Task set =
1. From the article on Apple Intelligence in China, quote word for word the part that opens with the words containing "An example given" and closes with "where they are.".
2. Answer these questions using the article on Apple Intelligence in China:
(a) What is Baidu's most advanced LLM called?
(b) To what year has Apple Intelligence been delayed in China?
(c) Which local rival is named as beating Apple during China's Singles Day shopping event?
3. Decide whether each statement agrees with the article on Apple Intelligence in China, answering yes or no and quoting the words that settle it:
(a) Apple pays OpenAI for its ChatGPT integration.
(b) Apple and Baidu have worked together for over a decade.
(c) Apple lets Baidu retain user data to improve its training.

Text shown =
=== Begin Enclosure ===
The deal between Apple and local firm Baidu to bring a form of Apple Intelligence to China is reportedly faltering because of technical and philosophical privacy issues.
Apple Intelligence could provide the boost to iPhone sales in China that Apple needs, after years of decline and increasing local competition. But while Apple theoretically could go it alone with Apple Intelligence in the country, in practice it has to partner with a Chinese firm — and it’s facing difficulties.
While it has now partnered with Baidu, after local media first denied it had, The Information says that the partnership is struggling. The difficulty includes how Baidu’s large language models (LLMs) have been failing to provide the kind of responses Apple wants for typical iPhone user questions.
An example given is how Baidu AI would respond to a request for a restaurant recommendation by using the data it has been trained on. Apple wants Apple Intelligence to personalize the answer by taking into account what else the user is doing, and where they are.
Perhaps as a consequence, Baidu is said to want to improve its training — and so retain user data to achieve that. But Apple specifically will not allow that.
These failures are happening despite how Baidu is using its most advanced LLM, called Ernie 4.0. Also, where Apple is not paying OpenAI for its ChatGPT integration, it is paying Baidu.
This makes Apple now one of Baidu’s largest customers, though the two firms have worked together for over a decade. In China, iPhone users use Baidu instead of Google for searches, for instance, so it makes sense for Apple to use them to circumvent any problems with China’s regulators.
Just as with the US and the rest of the world, Apple wants to have Apple Intelligence working on-device as much as possible. Consequently the two companies are working on a smaller version of Ernie that would run on iPhones, and a larger one that will run in the cloud.
Apple Intelligence is already delayed to 2025 in China but the impact of these issues will affect more than its launch date. It’s likely to have an impact on overall iPhone sales in the country too.
For while analysts such as JP Morgan say there are signs that iPhone sales are recovering in China, not all evidence agrees. Most recently, Apple saw iPhone sales drop by a double-digit percentage during China’s Singles Day shopping event, beaten because of increasing competition from local rivals such as Huawei.
=== End Enclosure ===
Referring expression pointing data:
=== Begin Enclosure ===
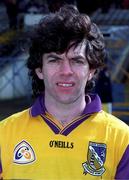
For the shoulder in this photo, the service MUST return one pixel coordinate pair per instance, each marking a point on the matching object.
(111, 122)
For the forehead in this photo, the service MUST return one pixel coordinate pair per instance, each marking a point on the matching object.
(73, 51)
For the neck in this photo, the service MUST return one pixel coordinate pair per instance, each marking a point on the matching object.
(65, 113)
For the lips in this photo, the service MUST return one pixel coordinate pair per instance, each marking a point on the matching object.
(62, 84)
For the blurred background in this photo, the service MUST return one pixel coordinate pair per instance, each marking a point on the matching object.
(18, 19)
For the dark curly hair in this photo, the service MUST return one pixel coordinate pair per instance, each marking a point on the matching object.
(55, 32)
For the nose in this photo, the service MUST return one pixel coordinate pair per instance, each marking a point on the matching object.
(65, 68)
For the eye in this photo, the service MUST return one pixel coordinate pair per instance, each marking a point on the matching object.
(53, 60)
(78, 61)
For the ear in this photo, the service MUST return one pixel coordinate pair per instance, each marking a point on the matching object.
(91, 74)
(39, 73)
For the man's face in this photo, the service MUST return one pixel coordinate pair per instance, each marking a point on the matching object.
(65, 75)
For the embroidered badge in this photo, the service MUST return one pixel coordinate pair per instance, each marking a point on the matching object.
(95, 159)
(23, 153)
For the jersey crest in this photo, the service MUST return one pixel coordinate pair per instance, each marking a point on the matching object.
(95, 159)
(23, 153)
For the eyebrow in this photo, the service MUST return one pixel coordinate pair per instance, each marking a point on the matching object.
(78, 57)
(53, 56)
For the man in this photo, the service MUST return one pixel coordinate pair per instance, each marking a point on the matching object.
(65, 134)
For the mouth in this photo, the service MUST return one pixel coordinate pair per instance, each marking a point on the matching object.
(65, 84)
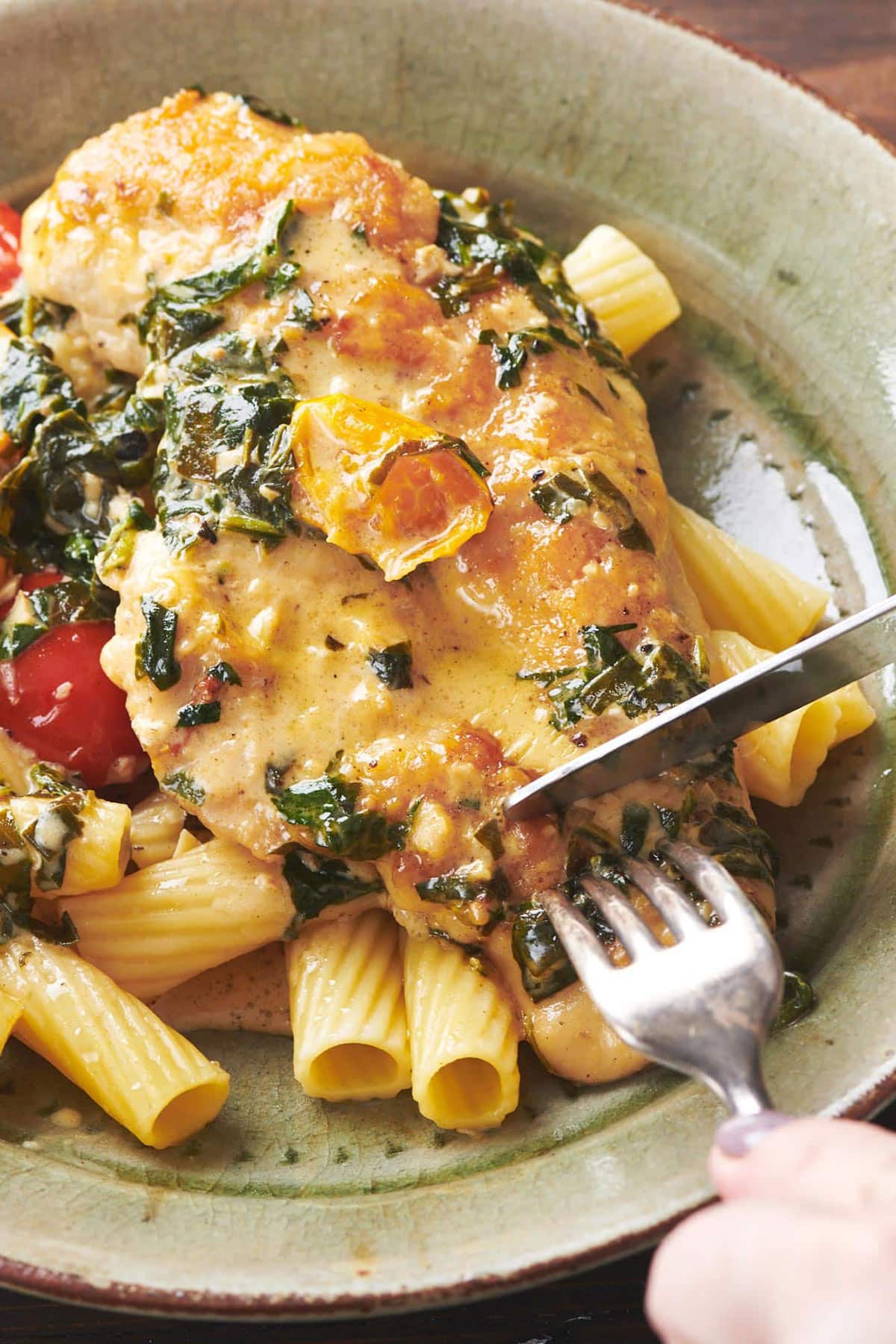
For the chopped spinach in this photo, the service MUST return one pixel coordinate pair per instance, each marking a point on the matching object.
(282, 279)
(650, 679)
(264, 109)
(635, 820)
(327, 808)
(393, 665)
(539, 953)
(512, 356)
(460, 893)
(482, 238)
(184, 786)
(316, 882)
(734, 838)
(226, 673)
(302, 312)
(120, 544)
(184, 312)
(669, 820)
(193, 715)
(798, 999)
(225, 461)
(156, 650)
(58, 502)
(50, 835)
(60, 604)
(576, 491)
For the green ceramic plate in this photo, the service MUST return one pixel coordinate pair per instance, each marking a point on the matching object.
(774, 406)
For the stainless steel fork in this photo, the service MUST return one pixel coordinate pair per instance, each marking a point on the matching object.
(702, 1006)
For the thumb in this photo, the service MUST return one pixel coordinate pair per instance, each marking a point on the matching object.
(824, 1164)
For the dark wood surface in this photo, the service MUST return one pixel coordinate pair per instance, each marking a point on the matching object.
(845, 49)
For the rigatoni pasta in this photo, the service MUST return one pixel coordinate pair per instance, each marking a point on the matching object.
(143, 1073)
(92, 859)
(337, 584)
(464, 1038)
(347, 1008)
(10, 1015)
(782, 759)
(739, 589)
(156, 826)
(176, 918)
(622, 287)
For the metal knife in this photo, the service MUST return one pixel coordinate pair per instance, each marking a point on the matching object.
(824, 663)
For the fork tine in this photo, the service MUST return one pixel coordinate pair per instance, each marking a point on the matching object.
(676, 907)
(712, 880)
(628, 927)
(581, 944)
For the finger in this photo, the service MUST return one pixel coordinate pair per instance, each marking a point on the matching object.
(761, 1273)
(836, 1164)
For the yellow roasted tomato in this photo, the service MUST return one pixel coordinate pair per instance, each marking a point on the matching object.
(385, 485)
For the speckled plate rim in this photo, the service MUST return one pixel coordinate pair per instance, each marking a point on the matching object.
(862, 1101)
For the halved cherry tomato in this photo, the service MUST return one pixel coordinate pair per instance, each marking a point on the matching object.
(10, 237)
(55, 699)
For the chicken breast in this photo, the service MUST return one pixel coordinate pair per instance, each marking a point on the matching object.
(411, 544)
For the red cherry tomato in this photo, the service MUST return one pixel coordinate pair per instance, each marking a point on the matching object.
(55, 699)
(10, 237)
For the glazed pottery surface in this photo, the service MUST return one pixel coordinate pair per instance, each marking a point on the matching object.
(774, 406)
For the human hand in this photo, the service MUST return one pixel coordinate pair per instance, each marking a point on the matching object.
(802, 1248)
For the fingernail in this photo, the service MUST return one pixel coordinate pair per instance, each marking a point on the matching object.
(739, 1136)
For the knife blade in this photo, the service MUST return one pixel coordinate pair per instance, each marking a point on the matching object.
(824, 663)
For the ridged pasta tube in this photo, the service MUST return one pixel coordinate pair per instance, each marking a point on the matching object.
(94, 859)
(464, 1039)
(625, 290)
(347, 1008)
(146, 1075)
(739, 589)
(10, 1014)
(15, 762)
(166, 924)
(781, 759)
(155, 828)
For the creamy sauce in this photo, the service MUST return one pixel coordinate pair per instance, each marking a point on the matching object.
(299, 621)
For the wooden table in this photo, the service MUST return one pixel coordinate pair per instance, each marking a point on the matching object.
(847, 49)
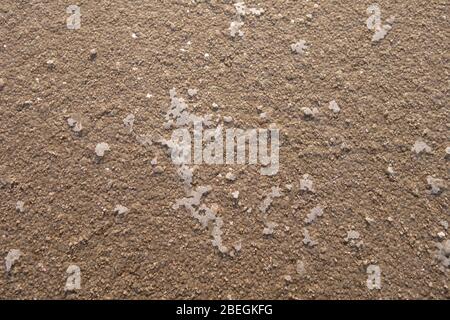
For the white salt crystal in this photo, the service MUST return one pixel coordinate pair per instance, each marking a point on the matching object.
(420, 146)
(20, 206)
(306, 184)
(307, 239)
(299, 47)
(310, 113)
(75, 124)
(11, 258)
(300, 267)
(333, 106)
(230, 176)
(100, 149)
(192, 92)
(73, 281)
(120, 210)
(129, 121)
(269, 228)
(435, 184)
(235, 29)
(314, 214)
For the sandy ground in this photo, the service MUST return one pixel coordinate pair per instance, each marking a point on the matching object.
(391, 93)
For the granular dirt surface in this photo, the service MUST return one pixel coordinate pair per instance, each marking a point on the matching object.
(391, 93)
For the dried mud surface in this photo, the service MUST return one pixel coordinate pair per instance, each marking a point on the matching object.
(391, 93)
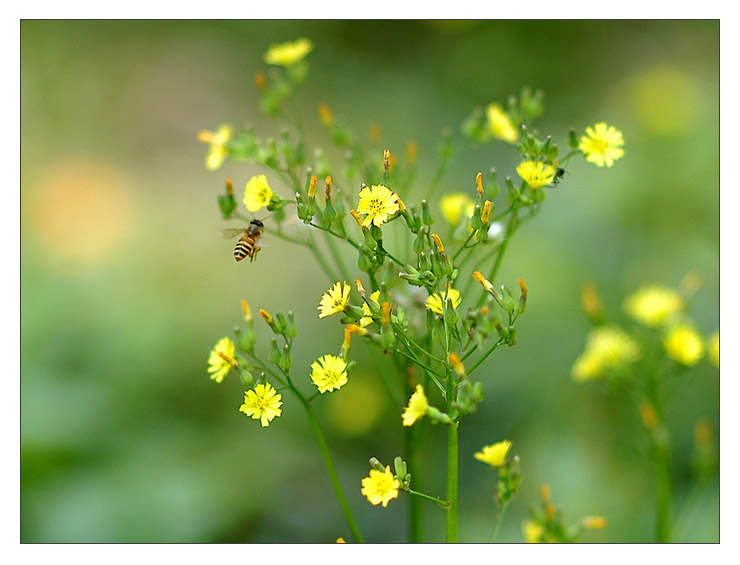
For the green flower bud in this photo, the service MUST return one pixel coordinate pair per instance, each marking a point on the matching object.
(275, 354)
(245, 339)
(493, 188)
(370, 242)
(245, 377)
(426, 214)
(475, 222)
(377, 465)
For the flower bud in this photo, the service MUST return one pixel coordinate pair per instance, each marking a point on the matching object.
(275, 354)
(426, 214)
(291, 330)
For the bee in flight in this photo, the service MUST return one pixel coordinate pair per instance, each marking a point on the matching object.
(247, 244)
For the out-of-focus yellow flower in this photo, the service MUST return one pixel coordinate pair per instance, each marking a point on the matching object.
(436, 301)
(602, 144)
(417, 407)
(494, 454)
(713, 349)
(334, 300)
(653, 305)
(536, 173)
(500, 125)
(380, 487)
(217, 152)
(606, 347)
(684, 344)
(329, 373)
(288, 53)
(454, 205)
(263, 403)
(377, 202)
(221, 359)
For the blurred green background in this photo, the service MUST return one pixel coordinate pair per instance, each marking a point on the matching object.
(127, 284)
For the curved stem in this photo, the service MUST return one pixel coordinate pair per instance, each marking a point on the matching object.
(341, 498)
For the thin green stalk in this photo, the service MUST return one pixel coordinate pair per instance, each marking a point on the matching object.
(452, 468)
(663, 491)
(442, 503)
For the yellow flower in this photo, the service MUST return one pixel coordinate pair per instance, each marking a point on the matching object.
(378, 202)
(494, 454)
(329, 373)
(221, 359)
(435, 301)
(535, 173)
(263, 403)
(257, 193)
(653, 305)
(334, 300)
(454, 205)
(602, 144)
(533, 532)
(380, 487)
(500, 125)
(367, 319)
(417, 407)
(684, 344)
(217, 152)
(713, 347)
(606, 347)
(288, 53)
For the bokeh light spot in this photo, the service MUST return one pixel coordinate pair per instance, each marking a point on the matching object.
(357, 407)
(80, 208)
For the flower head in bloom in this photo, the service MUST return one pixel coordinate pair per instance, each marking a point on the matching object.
(367, 319)
(713, 347)
(500, 125)
(653, 305)
(217, 152)
(377, 202)
(257, 193)
(533, 532)
(602, 144)
(535, 173)
(606, 347)
(288, 53)
(334, 300)
(684, 344)
(417, 407)
(380, 487)
(263, 403)
(329, 373)
(221, 359)
(494, 454)
(454, 205)
(437, 301)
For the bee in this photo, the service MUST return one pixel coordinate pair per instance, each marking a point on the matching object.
(247, 244)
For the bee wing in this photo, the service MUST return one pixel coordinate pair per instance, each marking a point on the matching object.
(231, 233)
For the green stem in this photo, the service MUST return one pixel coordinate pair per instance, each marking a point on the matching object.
(349, 518)
(663, 491)
(452, 467)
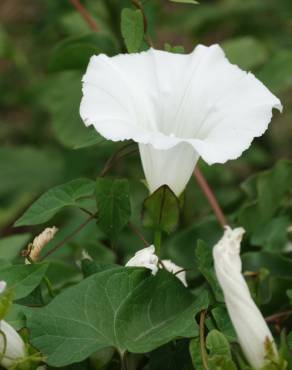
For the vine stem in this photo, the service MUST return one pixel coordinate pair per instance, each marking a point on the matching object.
(148, 39)
(157, 242)
(202, 340)
(210, 196)
(85, 15)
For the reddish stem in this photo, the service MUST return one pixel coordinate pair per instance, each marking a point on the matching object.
(210, 196)
(85, 15)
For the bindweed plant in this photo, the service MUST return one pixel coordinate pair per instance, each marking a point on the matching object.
(112, 269)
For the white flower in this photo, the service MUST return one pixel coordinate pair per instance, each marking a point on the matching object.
(177, 108)
(15, 347)
(249, 324)
(174, 269)
(145, 258)
(3, 286)
(39, 242)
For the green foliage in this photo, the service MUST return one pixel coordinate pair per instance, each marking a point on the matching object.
(247, 52)
(113, 204)
(93, 315)
(75, 52)
(11, 246)
(161, 210)
(71, 194)
(185, 1)
(132, 28)
(62, 99)
(23, 279)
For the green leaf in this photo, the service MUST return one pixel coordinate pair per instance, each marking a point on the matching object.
(172, 356)
(273, 235)
(204, 261)
(83, 319)
(217, 344)
(247, 52)
(95, 313)
(113, 204)
(56, 199)
(152, 323)
(92, 267)
(161, 210)
(15, 316)
(223, 323)
(132, 27)
(23, 279)
(61, 97)
(277, 73)
(185, 1)
(75, 52)
(267, 191)
(11, 246)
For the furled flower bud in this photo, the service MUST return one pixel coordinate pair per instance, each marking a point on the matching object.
(2, 286)
(252, 331)
(178, 271)
(145, 258)
(12, 347)
(39, 242)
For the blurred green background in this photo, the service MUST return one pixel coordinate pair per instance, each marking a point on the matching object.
(45, 46)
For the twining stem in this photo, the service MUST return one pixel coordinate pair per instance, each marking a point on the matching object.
(157, 242)
(116, 156)
(4, 344)
(85, 15)
(138, 233)
(49, 287)
(202, 340)
(68, 237)
(148, 39)
(210, 197)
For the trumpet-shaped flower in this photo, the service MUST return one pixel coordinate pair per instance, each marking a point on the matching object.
(252, 331)
(177, 108)
(145, 258)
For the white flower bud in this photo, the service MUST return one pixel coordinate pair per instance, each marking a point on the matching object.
(145, 258)
(174, 269)
(12, 348)
(40, 241)
(3, 286)
(250, 326)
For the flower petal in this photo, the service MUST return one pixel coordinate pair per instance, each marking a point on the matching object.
(165, 99)
(249, 324)
(171, 167)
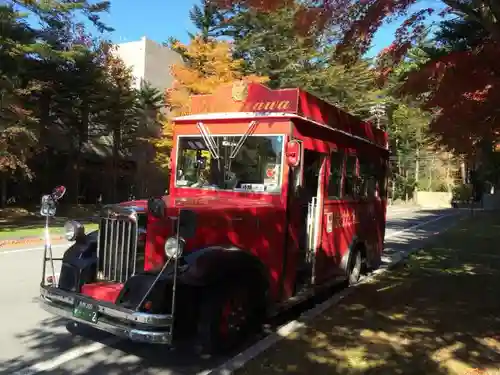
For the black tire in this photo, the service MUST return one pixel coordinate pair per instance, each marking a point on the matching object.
(355, 267)
(228, 315)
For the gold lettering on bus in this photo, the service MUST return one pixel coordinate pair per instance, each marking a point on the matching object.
(269, 106)
(344, 219)
(285, 104)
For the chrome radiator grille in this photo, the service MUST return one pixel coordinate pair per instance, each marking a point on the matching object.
(117, 249)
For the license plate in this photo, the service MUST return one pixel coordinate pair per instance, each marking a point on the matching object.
(86, 311)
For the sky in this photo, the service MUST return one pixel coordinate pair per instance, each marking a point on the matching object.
(159, 19)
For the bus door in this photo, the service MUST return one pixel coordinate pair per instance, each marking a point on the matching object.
(310, 214)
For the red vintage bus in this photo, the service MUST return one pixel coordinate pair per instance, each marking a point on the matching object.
(273, 194)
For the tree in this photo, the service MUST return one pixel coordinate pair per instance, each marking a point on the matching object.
(210, 65)
(119, 114)
(149, 117)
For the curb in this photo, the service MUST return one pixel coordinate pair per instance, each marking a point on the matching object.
(298, 326)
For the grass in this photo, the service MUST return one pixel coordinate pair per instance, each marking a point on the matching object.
(35, 230)
(437, 314)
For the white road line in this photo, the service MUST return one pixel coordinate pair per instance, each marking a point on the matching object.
(28, 249)
(70, 355)
(233, 363)
(394, 234)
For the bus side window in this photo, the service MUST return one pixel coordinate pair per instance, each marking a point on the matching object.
(335, 181)
(365, 177)
(368, 172)
(382, 178)
(350, 179)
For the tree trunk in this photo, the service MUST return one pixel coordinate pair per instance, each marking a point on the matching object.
(3, 189)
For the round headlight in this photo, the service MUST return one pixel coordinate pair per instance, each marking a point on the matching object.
(174, 249)
(73, 229)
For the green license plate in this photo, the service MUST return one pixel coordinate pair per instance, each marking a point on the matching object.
(86, 311)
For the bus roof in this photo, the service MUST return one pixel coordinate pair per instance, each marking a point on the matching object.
(252, 100)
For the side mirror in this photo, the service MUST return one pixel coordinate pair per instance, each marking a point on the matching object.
(157, 207)
(187, 224)
(293, 152)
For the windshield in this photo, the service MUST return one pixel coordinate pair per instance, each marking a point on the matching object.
(256, 166)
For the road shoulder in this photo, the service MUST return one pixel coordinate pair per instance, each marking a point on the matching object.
(435, 315)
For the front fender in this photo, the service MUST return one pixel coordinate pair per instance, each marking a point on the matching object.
(216, 264)
(79, 264)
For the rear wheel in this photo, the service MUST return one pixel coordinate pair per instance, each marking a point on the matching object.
(229, 314)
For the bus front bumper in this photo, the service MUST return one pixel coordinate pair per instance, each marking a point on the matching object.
(105, 316)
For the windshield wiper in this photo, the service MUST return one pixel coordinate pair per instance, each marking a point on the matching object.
(207, 137)
(251, 128)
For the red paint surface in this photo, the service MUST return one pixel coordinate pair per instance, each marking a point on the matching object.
(102, 291)
(300, 102)
(257, 222)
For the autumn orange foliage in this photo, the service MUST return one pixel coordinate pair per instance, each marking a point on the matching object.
(208, 64)
(464, 89)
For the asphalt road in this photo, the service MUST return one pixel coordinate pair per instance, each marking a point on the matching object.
(32, 341)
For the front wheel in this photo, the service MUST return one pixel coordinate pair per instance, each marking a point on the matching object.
(355, 268)
(228, 316)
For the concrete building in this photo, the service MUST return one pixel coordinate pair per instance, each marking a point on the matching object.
(149, 62)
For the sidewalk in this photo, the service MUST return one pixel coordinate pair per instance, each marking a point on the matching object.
(437, 314)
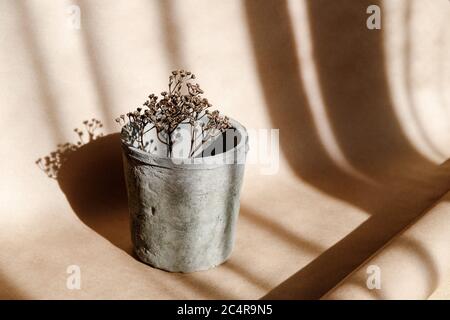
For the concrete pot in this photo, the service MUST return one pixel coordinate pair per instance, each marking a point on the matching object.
(184, 211)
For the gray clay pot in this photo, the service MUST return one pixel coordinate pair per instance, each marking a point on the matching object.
(184, 211)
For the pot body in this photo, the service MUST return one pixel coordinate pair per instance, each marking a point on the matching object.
(183, 212)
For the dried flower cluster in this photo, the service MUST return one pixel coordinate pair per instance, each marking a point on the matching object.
(51, 163)
(181, 104)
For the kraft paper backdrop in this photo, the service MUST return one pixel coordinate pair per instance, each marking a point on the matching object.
(363, 118)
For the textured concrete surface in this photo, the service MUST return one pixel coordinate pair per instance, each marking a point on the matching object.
(183, 215)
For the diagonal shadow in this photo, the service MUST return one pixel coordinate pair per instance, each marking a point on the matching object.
(92, 180)
(351, 70)
(38, 63)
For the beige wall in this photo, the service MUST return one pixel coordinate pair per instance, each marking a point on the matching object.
(363, 118)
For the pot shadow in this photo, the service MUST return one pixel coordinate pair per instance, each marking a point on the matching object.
(92, 180)
(399, 183)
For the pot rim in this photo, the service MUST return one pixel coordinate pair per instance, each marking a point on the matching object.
(194, 163)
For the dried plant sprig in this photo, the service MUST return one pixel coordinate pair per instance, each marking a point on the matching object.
(52, 163)
(181, 104)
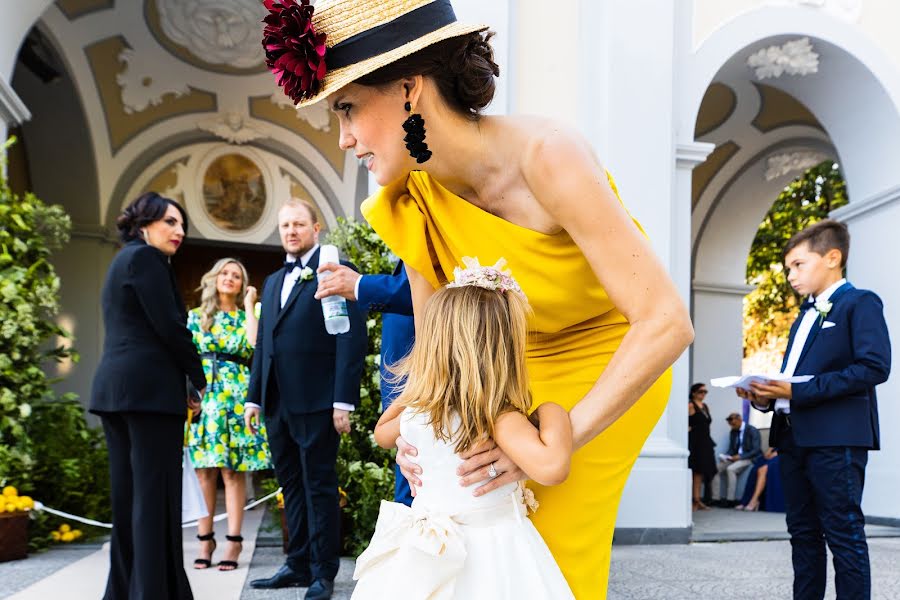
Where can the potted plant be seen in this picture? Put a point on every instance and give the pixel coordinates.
(14, 524)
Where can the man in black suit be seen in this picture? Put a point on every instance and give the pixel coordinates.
(824, 428)
(306, 382)
(744, 446)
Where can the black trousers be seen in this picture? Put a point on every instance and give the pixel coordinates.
(304, 452)
(146, 559)
(822, 493)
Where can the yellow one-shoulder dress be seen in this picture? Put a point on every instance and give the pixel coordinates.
(575, 329)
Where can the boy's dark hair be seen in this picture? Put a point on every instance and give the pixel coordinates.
(822, 237)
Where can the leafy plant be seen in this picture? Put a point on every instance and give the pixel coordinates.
(365, 471)
(70, 468)
(29, 231)
(46, 447)
(771, 308)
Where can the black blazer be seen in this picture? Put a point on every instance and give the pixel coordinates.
(314, 369)
(147, 351)
(848, 359)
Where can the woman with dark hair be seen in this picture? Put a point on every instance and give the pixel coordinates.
(140, 393)
(408, 84)
(702, 460)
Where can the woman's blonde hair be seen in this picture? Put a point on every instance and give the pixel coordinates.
(209, 295)
(468, 361)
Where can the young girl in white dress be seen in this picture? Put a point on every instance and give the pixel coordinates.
(466, 382)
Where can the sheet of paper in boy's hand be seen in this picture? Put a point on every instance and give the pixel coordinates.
(744, 381)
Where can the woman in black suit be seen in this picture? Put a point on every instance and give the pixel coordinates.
(139, 392)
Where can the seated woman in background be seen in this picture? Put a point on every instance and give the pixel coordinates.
(756, 483)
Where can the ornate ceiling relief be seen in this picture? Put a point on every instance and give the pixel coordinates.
(778, 165)
(317, 115)
(219, 32)
(141, 87)
(133, 101)
(849, 10)
(791, 58)
(233, 128)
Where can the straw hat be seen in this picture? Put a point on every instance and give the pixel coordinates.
(343, 40)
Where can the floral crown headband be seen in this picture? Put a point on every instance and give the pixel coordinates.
(489, 278)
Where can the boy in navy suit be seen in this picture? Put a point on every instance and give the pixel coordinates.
(824, 428)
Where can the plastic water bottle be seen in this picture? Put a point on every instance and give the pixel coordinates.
(334, 308)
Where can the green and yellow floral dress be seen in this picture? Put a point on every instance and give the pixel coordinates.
(220, 438)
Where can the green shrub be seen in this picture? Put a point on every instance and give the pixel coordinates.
(46, 449)
(365, 471)
(70, 468)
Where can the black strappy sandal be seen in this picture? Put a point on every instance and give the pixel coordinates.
(231, 565)
(205, 563)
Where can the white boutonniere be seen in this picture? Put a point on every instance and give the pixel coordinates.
(823, 307)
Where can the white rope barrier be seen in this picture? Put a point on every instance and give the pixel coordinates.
(40, 506)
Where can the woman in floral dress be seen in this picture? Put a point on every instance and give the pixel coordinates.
(219, 441)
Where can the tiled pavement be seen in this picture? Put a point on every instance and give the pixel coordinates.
(750, 570)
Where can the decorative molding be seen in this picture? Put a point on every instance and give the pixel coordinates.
(791, 58)
(724, 289)
(784, 163)
(863, 208)
(848, 10)
(317, 115)
(220, 32)
(233, 128)
(12, 110)
(688, 156)
(141, 88)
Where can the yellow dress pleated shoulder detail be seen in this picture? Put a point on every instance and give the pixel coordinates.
(574, 331)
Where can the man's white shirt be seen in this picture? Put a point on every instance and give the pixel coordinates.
(806, 325)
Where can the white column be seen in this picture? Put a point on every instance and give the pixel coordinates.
(12, 110)
(632, 56)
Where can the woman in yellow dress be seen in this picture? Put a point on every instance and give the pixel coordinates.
(408, 83)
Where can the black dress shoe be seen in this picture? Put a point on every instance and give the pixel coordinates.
(321, 589)
(284, 577)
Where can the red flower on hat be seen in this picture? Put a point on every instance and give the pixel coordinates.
(295, 53)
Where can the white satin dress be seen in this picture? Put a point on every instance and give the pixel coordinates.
(451, 545)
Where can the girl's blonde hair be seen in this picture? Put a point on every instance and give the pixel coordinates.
(468, 362)
(209, 295)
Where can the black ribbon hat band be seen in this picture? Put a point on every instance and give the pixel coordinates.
(391, 35)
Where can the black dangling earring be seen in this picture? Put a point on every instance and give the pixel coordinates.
(414, 126)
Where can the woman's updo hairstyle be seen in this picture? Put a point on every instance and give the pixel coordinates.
(462, 67)
(145, 209)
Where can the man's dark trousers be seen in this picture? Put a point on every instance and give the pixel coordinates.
(823, 492)
(304, 452)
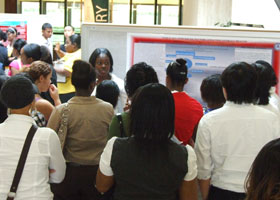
=== End Enclosure ===
Solutions =
1.
An example given is how Baidu AI would respond to a request for a restaurant recommendation by using the data it has been trained on. Apple wants Apple Intelligence to personalize the answer by taking into account what else the user is doing, and where they are.

2.
(a) Ernie 4.0
(b) 2025
(c) Huawei

3.
(a) No: "where Apple is not paying OpenAI for its ChatGPT integration, it is paying Baidu."
(b) Yes: "the two firms have worked together for over a decade."
(c) No: "Baidu is said to want to improve its training — and so retain user data to achieve that. But Apple specifically will not allow that."